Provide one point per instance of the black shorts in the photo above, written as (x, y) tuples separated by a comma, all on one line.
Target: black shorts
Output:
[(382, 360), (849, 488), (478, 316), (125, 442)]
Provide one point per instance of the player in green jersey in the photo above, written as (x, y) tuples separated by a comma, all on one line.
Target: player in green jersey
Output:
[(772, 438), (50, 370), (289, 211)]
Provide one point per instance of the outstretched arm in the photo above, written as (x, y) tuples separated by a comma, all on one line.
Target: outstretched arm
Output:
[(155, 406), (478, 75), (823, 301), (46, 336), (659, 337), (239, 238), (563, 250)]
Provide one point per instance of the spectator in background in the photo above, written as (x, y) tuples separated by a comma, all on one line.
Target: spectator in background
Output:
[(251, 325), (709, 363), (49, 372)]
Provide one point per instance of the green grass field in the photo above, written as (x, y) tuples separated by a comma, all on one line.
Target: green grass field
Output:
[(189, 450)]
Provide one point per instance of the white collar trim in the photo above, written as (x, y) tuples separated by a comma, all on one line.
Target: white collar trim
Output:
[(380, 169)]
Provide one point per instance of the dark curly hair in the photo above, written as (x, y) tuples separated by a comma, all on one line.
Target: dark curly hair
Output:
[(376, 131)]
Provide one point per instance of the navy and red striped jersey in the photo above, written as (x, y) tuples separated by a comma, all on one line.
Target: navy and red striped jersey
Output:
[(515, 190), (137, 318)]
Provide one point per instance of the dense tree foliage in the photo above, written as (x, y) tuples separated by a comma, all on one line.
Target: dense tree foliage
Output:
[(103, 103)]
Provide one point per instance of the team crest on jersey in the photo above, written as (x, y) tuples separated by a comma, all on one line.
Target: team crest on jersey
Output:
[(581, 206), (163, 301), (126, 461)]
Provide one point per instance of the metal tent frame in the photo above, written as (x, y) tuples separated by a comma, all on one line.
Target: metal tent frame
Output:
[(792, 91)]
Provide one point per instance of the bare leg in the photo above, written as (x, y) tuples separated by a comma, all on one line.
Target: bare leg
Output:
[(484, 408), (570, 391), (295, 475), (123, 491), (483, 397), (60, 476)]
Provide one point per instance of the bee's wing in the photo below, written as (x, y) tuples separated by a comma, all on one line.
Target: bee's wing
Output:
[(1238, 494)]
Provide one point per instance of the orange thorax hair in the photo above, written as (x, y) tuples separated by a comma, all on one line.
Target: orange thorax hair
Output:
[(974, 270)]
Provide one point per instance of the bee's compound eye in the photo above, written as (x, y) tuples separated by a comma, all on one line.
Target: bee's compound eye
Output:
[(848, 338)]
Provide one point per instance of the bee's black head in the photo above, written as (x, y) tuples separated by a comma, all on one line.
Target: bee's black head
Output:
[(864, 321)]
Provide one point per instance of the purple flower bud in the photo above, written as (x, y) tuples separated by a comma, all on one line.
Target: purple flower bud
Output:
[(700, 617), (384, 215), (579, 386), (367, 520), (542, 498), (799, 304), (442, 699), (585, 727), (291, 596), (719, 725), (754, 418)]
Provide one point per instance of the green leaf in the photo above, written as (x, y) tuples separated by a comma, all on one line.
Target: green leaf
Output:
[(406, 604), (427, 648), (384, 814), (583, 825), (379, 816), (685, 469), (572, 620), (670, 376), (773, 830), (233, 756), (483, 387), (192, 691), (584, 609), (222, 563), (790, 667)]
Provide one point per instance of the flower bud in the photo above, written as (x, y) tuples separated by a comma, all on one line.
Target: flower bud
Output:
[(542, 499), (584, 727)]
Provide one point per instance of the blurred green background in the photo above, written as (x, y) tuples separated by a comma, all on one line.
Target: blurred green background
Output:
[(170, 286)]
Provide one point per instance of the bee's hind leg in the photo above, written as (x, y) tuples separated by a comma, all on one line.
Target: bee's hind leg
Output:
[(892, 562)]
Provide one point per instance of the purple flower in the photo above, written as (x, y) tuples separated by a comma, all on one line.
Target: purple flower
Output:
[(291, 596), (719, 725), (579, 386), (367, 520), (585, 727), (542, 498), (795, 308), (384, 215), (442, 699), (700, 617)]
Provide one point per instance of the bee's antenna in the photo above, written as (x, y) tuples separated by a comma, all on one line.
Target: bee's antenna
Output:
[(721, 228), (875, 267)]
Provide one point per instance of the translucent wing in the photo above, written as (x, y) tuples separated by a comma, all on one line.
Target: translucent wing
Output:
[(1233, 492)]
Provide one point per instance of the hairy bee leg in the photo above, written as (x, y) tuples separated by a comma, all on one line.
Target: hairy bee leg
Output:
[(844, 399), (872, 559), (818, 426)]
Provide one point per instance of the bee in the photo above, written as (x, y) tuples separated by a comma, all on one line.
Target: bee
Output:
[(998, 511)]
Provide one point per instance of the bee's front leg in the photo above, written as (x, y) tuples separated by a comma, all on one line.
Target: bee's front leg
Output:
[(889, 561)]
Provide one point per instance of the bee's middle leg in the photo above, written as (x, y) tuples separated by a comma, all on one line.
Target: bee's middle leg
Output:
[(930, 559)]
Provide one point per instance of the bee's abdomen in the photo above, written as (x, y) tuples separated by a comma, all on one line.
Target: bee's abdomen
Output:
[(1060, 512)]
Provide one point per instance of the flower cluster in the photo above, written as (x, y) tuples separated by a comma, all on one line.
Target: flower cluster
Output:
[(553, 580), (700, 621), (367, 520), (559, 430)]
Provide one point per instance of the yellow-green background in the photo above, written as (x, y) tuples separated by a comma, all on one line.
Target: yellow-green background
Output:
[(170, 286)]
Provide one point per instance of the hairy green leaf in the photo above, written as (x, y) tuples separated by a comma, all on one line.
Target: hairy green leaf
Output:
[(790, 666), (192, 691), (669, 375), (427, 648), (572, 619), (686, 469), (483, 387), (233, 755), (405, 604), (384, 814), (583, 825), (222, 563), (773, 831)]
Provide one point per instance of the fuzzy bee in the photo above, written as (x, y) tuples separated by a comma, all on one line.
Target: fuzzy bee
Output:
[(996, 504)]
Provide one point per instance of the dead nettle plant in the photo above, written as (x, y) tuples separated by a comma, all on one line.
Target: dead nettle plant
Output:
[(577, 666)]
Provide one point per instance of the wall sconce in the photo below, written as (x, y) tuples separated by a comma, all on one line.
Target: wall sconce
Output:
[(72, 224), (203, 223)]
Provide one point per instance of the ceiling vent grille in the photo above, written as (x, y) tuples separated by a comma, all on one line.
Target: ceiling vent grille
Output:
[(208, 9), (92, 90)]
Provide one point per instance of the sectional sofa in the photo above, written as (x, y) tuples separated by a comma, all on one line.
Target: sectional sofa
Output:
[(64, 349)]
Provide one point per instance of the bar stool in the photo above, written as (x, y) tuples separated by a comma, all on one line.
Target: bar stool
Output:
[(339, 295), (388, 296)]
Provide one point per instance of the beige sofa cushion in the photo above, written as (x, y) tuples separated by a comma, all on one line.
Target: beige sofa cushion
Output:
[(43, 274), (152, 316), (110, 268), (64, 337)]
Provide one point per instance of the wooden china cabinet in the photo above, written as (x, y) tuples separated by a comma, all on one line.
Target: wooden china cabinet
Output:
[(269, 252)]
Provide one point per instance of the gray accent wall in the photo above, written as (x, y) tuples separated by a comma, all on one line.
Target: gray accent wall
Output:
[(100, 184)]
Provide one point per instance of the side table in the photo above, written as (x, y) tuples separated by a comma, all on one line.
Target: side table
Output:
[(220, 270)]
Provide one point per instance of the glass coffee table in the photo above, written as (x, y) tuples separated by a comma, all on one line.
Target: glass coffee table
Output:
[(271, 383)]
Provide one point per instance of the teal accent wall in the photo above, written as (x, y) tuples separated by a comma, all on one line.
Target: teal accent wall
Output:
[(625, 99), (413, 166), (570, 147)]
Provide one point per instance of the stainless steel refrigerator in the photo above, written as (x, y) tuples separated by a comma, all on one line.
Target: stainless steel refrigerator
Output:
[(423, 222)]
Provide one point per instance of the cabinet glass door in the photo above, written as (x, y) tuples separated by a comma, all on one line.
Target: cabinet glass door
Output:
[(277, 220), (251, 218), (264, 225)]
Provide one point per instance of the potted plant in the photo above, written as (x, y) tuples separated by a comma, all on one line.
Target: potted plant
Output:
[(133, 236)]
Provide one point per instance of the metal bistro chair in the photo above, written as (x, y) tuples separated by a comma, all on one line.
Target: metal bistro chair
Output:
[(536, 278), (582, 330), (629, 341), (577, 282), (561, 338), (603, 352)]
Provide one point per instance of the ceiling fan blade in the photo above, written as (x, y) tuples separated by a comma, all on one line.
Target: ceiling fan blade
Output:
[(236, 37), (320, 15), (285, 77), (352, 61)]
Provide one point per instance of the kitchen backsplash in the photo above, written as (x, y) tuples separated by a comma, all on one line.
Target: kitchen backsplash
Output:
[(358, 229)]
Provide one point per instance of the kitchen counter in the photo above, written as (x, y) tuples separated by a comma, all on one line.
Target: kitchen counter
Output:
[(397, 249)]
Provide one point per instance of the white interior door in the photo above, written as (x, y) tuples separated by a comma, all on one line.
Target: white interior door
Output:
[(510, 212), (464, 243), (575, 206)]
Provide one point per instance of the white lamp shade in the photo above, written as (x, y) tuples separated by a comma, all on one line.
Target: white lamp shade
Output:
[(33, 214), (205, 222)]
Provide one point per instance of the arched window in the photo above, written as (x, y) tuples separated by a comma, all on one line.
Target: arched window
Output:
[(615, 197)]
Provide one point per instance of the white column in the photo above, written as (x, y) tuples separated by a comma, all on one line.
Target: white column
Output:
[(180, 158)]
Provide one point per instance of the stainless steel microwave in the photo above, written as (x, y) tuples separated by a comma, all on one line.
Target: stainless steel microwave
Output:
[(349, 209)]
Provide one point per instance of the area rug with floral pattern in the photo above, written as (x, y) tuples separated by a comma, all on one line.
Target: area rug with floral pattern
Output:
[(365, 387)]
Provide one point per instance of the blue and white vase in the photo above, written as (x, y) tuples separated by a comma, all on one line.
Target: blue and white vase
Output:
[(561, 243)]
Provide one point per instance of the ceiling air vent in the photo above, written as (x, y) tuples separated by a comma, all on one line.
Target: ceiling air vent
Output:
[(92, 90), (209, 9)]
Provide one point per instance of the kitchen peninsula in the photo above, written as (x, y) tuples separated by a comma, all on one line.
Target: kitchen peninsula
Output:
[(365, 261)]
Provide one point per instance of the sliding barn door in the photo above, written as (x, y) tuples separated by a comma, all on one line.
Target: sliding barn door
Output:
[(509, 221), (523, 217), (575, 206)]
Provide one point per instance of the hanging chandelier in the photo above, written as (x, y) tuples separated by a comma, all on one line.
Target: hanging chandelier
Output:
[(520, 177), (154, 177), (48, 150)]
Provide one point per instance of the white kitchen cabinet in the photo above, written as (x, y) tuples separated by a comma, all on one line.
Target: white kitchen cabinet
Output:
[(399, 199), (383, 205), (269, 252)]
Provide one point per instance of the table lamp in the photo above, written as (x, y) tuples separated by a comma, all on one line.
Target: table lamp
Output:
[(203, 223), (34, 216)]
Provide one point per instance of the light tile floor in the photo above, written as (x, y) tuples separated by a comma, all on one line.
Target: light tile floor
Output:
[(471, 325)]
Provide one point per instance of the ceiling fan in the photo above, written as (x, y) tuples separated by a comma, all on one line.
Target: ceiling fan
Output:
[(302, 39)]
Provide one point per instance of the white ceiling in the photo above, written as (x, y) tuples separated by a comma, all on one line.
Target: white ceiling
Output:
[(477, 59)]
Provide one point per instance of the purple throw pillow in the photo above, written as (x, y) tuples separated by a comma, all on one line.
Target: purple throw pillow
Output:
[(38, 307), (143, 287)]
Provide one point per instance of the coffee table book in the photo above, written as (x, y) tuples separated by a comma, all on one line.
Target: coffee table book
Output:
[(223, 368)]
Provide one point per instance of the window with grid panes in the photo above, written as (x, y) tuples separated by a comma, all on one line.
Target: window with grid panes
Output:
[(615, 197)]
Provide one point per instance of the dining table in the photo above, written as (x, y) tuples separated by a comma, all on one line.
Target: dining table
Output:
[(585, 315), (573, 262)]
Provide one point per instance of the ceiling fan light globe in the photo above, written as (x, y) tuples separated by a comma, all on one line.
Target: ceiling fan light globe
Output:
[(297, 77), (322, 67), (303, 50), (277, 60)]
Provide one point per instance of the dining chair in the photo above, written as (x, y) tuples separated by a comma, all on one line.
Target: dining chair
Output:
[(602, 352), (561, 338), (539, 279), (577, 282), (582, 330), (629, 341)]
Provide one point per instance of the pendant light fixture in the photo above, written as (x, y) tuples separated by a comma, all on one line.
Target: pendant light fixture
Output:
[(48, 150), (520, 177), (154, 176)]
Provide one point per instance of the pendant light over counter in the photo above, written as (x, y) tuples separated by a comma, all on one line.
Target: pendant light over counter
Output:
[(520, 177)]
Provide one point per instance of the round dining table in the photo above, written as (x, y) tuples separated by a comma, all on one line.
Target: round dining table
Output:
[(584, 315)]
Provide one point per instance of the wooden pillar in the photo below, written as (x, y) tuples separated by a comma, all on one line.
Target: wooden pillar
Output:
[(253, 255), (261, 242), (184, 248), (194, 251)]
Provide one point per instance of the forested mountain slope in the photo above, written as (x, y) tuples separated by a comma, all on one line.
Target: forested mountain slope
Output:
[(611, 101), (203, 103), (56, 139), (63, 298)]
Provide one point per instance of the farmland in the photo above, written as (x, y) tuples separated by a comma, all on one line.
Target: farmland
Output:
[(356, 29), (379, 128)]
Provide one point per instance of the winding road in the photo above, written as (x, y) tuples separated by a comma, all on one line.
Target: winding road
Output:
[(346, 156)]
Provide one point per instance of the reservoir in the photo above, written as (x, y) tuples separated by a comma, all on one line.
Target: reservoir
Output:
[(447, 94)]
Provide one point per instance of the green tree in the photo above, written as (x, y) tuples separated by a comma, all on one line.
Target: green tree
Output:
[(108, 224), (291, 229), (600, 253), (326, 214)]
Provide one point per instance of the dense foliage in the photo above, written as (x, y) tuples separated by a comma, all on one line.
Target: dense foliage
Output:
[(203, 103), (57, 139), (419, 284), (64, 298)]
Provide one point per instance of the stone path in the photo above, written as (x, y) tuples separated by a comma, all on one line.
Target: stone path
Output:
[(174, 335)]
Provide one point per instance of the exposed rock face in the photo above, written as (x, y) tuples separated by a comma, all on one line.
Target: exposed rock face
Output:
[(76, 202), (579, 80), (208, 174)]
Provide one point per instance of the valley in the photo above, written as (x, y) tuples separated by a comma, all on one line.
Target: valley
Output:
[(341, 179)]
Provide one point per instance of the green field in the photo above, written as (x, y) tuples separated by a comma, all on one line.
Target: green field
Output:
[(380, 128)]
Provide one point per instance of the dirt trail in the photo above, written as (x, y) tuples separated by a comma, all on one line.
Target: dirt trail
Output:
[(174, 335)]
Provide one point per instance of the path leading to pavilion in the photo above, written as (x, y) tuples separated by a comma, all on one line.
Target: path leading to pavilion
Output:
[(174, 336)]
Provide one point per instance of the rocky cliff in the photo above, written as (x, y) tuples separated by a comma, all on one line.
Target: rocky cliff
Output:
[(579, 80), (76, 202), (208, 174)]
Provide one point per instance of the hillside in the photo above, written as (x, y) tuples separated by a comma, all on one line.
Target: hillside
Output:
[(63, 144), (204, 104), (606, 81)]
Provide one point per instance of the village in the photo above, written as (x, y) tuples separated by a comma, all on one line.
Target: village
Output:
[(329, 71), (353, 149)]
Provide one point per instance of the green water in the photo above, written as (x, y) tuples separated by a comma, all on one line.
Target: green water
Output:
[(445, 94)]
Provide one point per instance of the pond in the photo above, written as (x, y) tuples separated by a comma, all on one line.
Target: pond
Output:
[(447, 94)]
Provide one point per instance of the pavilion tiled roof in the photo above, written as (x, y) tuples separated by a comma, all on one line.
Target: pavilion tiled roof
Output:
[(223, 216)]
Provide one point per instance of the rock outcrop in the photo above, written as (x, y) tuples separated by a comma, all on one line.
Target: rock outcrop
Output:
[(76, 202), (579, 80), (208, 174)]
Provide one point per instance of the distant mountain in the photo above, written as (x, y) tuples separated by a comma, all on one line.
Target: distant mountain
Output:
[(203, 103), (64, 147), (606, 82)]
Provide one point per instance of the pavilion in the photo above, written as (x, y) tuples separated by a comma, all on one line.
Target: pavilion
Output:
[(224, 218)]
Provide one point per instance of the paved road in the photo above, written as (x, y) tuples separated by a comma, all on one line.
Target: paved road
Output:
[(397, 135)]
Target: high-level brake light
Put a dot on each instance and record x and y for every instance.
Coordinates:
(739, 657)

◆ ◆ ◆

**What the task asks**
Filter the data for the string "trail". Copy each matching line.

**Exercise output**
Provide one point per instance of the dirt trail in the photo above, written as (x, y) tuples separated by a comma, all on one line.
Target: dirt trail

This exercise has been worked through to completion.